-- Work to be completed --
Give back the records in their entirety, exactly.

START Material to process

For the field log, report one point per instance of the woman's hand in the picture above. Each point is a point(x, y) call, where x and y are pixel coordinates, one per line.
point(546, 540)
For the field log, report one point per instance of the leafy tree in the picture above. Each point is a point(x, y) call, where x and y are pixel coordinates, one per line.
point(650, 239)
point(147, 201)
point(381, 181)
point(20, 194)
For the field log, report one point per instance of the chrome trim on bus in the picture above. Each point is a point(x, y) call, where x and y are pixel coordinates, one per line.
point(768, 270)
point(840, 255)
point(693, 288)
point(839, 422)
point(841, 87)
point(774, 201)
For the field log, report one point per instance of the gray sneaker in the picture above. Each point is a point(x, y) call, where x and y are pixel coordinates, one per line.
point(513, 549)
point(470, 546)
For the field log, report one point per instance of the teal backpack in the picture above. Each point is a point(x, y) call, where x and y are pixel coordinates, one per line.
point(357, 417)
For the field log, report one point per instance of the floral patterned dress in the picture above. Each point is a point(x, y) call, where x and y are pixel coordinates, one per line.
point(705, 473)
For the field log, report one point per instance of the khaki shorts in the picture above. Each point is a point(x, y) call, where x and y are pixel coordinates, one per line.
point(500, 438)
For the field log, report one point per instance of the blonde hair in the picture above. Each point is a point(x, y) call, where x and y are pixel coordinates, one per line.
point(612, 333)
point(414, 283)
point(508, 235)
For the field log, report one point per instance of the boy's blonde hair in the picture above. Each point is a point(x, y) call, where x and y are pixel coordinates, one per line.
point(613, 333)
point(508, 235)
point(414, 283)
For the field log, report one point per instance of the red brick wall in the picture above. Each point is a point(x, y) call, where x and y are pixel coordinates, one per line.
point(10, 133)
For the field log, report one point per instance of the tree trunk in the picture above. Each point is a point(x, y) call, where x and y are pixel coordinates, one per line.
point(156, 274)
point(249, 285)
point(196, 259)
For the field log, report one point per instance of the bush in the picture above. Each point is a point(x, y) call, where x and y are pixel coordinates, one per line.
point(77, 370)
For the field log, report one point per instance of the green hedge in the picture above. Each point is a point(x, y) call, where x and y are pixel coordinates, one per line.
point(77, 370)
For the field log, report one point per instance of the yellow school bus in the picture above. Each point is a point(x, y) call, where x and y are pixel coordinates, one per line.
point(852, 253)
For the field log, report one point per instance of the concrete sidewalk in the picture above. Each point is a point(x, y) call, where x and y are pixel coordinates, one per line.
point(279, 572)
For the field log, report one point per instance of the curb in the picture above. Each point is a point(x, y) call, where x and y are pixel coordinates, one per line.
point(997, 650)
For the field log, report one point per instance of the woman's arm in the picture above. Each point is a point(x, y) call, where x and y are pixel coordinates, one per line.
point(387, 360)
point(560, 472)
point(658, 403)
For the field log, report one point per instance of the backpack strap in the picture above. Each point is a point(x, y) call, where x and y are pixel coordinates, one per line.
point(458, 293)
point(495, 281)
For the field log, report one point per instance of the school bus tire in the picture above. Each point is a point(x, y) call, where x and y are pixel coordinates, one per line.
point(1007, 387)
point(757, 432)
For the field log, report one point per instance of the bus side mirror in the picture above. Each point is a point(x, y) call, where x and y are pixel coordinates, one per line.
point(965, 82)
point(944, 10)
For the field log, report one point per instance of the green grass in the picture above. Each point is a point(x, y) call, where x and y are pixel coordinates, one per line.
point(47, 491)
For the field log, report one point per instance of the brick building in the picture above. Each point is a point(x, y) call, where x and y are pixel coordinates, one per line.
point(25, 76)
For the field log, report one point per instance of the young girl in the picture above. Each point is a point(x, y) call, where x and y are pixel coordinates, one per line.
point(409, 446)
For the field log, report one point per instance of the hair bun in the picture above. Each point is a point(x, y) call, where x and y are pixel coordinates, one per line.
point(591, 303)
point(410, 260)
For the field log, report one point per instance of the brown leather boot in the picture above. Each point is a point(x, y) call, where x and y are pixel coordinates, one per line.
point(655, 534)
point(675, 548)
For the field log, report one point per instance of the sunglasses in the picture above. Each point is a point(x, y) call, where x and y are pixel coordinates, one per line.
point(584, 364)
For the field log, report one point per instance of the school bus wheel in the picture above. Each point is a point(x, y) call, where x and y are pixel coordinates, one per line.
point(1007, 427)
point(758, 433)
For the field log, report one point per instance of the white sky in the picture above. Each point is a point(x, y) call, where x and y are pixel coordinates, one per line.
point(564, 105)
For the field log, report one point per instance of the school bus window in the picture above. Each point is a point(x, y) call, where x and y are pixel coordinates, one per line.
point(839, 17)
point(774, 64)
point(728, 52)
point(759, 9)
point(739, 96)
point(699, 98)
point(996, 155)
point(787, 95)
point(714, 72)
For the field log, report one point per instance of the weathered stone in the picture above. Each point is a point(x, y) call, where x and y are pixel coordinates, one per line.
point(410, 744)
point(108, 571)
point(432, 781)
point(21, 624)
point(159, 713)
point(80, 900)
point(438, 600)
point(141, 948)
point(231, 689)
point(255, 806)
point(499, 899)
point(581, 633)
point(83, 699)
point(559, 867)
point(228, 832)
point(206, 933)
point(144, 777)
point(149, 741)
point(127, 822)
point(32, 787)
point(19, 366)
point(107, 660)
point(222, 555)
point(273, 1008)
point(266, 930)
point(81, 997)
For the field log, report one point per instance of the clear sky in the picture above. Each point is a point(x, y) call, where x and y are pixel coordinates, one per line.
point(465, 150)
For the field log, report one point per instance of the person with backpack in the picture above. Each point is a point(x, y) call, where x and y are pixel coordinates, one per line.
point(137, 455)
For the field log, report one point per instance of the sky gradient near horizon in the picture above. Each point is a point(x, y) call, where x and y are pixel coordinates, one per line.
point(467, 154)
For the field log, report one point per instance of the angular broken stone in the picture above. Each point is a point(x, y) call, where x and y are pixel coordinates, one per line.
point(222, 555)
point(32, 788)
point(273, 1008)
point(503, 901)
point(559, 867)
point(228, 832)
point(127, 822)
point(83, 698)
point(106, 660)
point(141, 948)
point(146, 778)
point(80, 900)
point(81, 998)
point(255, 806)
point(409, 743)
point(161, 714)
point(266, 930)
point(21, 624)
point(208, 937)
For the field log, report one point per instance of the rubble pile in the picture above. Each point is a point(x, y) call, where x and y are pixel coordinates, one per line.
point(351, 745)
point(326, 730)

END Material to process

-- Written answer --
For the field log, report one point per instance of the woman's hand in the picture above. Each point is a point(x, y) call, where x and y are pixel coordinates, one per line.
point(546, 540)
For the field log, report one point per instance of the leafy tree in the picture above. Each point is a point(x, y) call, where x and y are pixel coordinates, one per line.
point(650, 239)
point(147, 201)
point(381, 181)
point(20, 194)
For the field log, report one point per instance of the chrome trim on bus in the picture above. Each point is a point(x, y) call, where x and y are pixel coordinates, one per line.
point(768, 270)
point(840, 255)
point(693, 288)
point(839, 422)
point(841, 87)
point(774, 201)
For the field log, report one point per instance of the gray sneaker in the picture above. Each point is a point(x, y) call, where x and y are pixel coordinates, one per line.
point(513, 549)
point(470, 546)
For the field log, report one point per instance of the teal backpack in the picture above. Each point is a point(x, y) call, where x and y are pixel coordinates, one per line.
point(357, 417)
For the field log, report one point per instance of the floral patterned dress in the picture above. Each point is a point(x, y) call, where x and y are pixel coordinates, one per line.
point(705, 473)
For the field log, report one point per instance of the khaki shorts in the picture above. Each point is a point(x, y) call, where x and y are pixel coordinates, one per line.
point(500, 438)
For the field log, report one point per instance of the blonde hair in the picture above. Each point is a point(x, y) call, where x and y are pixel coordinates, one per line.
point(612, 333)
point(414, 283)
point(508, 235)
For the field log, report one point per instance of the boy's blonde hair in the picture above. Each point is a point(x, y) call, where x and y are pixel coordinates, one per line.
point(613, 333)
point(508, 235)
point(414, 283)
For the field log, report one point per instance of the red brick wall in the picture above. Each point is a point(x, y) call, where x and y are pixel coordinates, one per line.
point(10, 133)
For the field log, report one point per instance of the tree trunk in the picture above. Each point is a point(x, y) call, where x and y are pixel coordinates, one per line.
point(156, 274)
point(249, 285)
point(196, 259)
For the field log, report one point per instance of the bush in the picture above. Each point is a point(x, y) call, where x and y are pixel coordinates, one per line.
point(77, 370)
For the field log, report one point per instance of the green hedge in the picture above. Each point is a point(x, y) call, where x and y are pixel coordinates, one per line.
point(77, 370)
For the field log, report one point per instance of the yellow school bus in the picture above. Each point is a point(x, y) call, where x and y are pixel coordinates, one per line.
point(852, 253)
For the field log, report one point per instance of the concrete sidewalk in the picture above. Each point is a point(x, y) call, where x and y are pixel coordinates, one per line.
point(279, 572)
For the field log, report one point per instance of the curb in the picture above. Each point is a point(x, y) call, where x and y are pixel coordinates, one per line.
point(997, 650)
For the field log, report one point per instance of the woman's arm in the picture above. Each point is a point(x, y) call, where x and y are pixel coordinates, one per line.
point(387, 360)
point(560, 472)
point(658, 403)
For the field log, report one point per instance of the backpack strap in the picture above. Each point is a point(x, y) call, where x and y are pixel coordinates, one per line.
point(458, 293)
point(495, 281)
For the field log, report one point per instance of the school bus tire in the picture above. Each point is a point(x, y) call, where x and y are pixel coordinates, one per line.
point(1007, 387)
point(757, 432)
For the field log, report one point per instance of the bus side mirror in the picture above. Each point is a point(x, y) call, where x and y are pixel coordinates, one per line.
point(965, 82)
point(944, 10)
For the field log, report one point per instance of the green grass in the picture above. Each point is a point(x, y) call, where x and y are pixel coordinates, one per line.
point(47, 491)
For the field log, report one point per instance of the brick building in the picture above. Each point is a point(x, y) call, where x and y are pixel coordinates, one per line.
point(25, 76)
For the field log, report one point per instance of the young girl in the picture above. Each point is a point(x, y) call, where x and y are pixel coordinates, one per line.
point(409, 446)
For the field log, report one point per instance of the hair bun in the picture above. Each point is a point(x, y) call, where x and y are pixel coordinates, one per line.
point(591, 303)
point(410, 260)
For the field log, report one point per instance of the brown leather boot in the picture above. Each point is a point(x, y) call, where x and y are pixel coordinates, one per line.
point(655, 534)
point(675, 548)
For the field log, report one point per instance of the sunglasses in the picture above. Each point is a point(x, y) call, where x and y are pixel coordinates, one per line.
point(584, 364)
For the field log, report one point per instance of the school bus wheel in the picture above. Each point is a point(x, y) call, where x and y are pixel coordinates, one per line.
point(1007, 427)
point(758, 433)
For the field log, report one point per instance of the white sky in the picture above. Each point is a point(x, y) call, where x and y are pixel coordinates, one per line.
point(564, 105)
For the field log, report one point per instance of the school bus window in the picture above. Each point is a point(x, y) call, where x and y are pixel coordinates, one per line.
point(839, 17)
point(774, 64)
point(728, 52)
point(759, 9)
point(739, 96)
point(699, 98)
point(996, 155)
point(787, 95)
point(714, 72)
For the field log, report one point per instance of the weathered stone in the picture above. Each point is a point(x, y) call, where x and y are pixel coordinates, one per line.
point(410, 744)
point(108, 571)
point(432, 781)
point(21, 624)
point(159, 713)
point(80, 900)
point(438, 600)
point(141, 948)
point(231, 689)
point(255, 806)
point(499, 899)
point(581, 633)
point(83, 699)
point(559, 867)
point(228, 832)
point(206, 933)
point(144, 777)
point(149, 741)
point(127, 822)
point(32, 787)
point(19, 366)
point(107, 660)
point(222, 555)
point(273, 1008)
point(266, 930)
point(81, 997)
For the field log, report one point per instance of the clear sky in the picture above. Each point is a point(x, y) call, where x and y are pixel coordinates, one per line.
point(465, 150)
For the field log, report one point per instance of the person with backpack in the picture above. Each point is a point(x, y) call, where x and y are pixel coordinates, one per line.
point(137, 455)
For the field log, report one point per instance of the sky gradient near horizon in the picture above. Each point is a point(x, y) call, where x and y are pixel coordinates, one per line.
point(467, 154)
For the field log, report one point per instance of the angular broken stone in the picture above. Each point is a point(x, y) call, where x and y are pixel coordinates, one per line.
point(222, 555)
point(32, 788)
point(273, 1008)
point(503, 901)
point(559, 867)
point(228, 832)
point(127, 822)
point(83, 698)
point(106, 660)
point(141, 948)
point(146, 778)
point(80, 900)
point(81, 998)
point(255, 806)
point(409, 743)
point(161, 714)
point(266, 930)
point(21, 624)
point(208, 937)
For the field log, report one point per instance of the rubble pile in the picture above. Each point is a point(x, y) call, where x and y are pixel coordinates, one per line.
point(351, 745)
point(326, 730)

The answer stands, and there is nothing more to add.